What the exercise asks >> Please set down the records exactly, keeping every line.

Records supplied >>
# # # #

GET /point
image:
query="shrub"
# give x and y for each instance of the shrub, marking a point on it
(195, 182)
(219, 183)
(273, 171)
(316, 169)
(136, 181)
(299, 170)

# # # #

Reply >>
GET /point
image:
query="shrub"
# give x and y for each instance of the shrub, marking a point on it
(195, 182)
(219, 183)
(273, 171)
(316, 169)
(136, 181)
(299, 170)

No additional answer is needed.